ACTIVITY
In the home-video reviews, which song does the review of Les Misérables name as the one where Tom Hooper's wide-angle close-ups might have been effective?

TEXT FOR ANALYSIS
######
Don’t Break The Seal

Les Misérables (Universal)
Given the grim fate of nearly every character in Les Misérables, there’s no need for a director to overplay the filth and the fury of Victor Hugo’s 19th century Paris, but that’s exactly what Tom Hooper does in his botched adaptation of the popular stage musical. The vocal performances vary from abysmal (Russell Crowe) to capable (Anne Hathaway) to lovely (all the no-names), but Hooper’s unrelenting use of wide-angle close-ups gets oppressive over 158 minutes and takes away from the one song (Hathaway’s “I Dreamed A Dream”) where the technique might have been really effective. Hooper explains his choices on the DVD/BD commentary track, but the more enticing features seem limited to BD only, including “Les Misérables Singing Live.”

What else?

The Hobbit: An Unexpected Journey (Warner Bros.)
What happened to Peter Jackson? Once the DIY prankster behind splatter comedies like Dead Alive and Bad Taste, Jackson branched out with the superb Heavenly Creatures and proved the ideal man to bring The Lord Of The Rings trilogy to the screen, but the indulgences of money and effects have proved ruinous lately. J.R.R. Tolkien’s The Hobbit could be knocked out easily in one feature, Jackson’s The Hobbit: An Unexpected Journey is the first of three, and the extraneous material here proves hugely detrimental to pace.

Zero Dark Thirty (Sony)
Kathryn Bigelow and Mark Boal’s journo-thriller about the hunt for Osama Bin Laden was thoroughly hijacked by the controversy over its depiction of torture and to what degree it played a role in finding the world’s most wanted man. But drawing any hard conclusions about Zero Dark Thirty endorsing torture denies the ambiguity that makes it great, as well as the lingering question of whether his killing came at too great a moral cost.

This Is 40 (Universal)
The complaints leveled against Judd Apatow’s domestic comedy—the ungainly running time, the handful of disposable subplots, the general shapelessness of individual scenes and the movie overall—are all completely valid, but many of these liabilities are also assets. Apatow is attempting to make as personal and revealing a mainstream comedy as possible, and the film’s best scenes are hilariously, uncomfortably true to life.

Porky’s (Fox)
Porky’s is on Blu-ray now. Do as you will.

Bachelorette (Anchor Bay)
“A raunchy comedy starring Kirsten Dunst, Lizzy Caplan, Isla Fisher, and Rebel Wilson? Why haven’t I heard of this before?” you may be asking yourself. The A.V. Club’s Keith Phipps has the answer: “Spending time with these people is hellist.”
######
INPUT DATA
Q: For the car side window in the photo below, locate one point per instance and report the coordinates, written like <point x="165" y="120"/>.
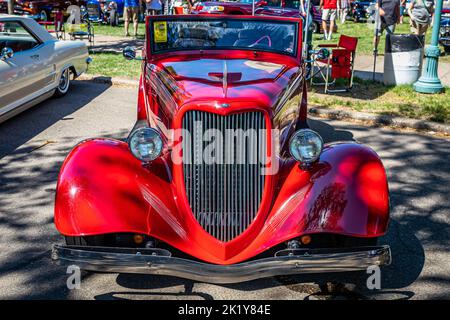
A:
######
ANSWER BOX
Anne Hathaway's "I Dreamed A Dream."